**EXERCISE**:
Every line containing the word "query" is to be copied from the data below.

┌────────

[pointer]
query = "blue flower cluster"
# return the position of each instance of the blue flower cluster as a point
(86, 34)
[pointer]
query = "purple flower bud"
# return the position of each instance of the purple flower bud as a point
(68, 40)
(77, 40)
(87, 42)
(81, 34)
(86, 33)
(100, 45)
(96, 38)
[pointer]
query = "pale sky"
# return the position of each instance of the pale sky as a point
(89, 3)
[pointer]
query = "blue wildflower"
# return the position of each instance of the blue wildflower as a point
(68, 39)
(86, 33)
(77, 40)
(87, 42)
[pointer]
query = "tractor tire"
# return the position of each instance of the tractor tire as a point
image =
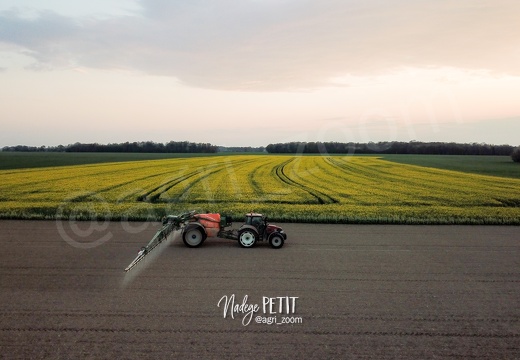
(247, 238)
(193, 237)
(276, 241)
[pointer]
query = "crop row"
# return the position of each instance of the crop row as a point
(290, 188)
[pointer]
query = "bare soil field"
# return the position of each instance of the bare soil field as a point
(352, 291)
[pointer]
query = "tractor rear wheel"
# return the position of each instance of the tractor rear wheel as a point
(193, 237)
(276, 241)
(247, 238)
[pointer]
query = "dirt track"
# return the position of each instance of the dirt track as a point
(363, 292)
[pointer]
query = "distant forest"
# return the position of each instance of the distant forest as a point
(130, 147)
(412, 147)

└────────

**ANSWER TO THE PROBLEM**:
query = "blue flower cluster"
query = "purple flower bud"
query = "pale sky"
query = "blue wildflower"
query = "tractor tire"
query = "crop row"
query = "bare soil field"
query = "tractor rear wheel"
query = "dirt track"
query = "distant forest"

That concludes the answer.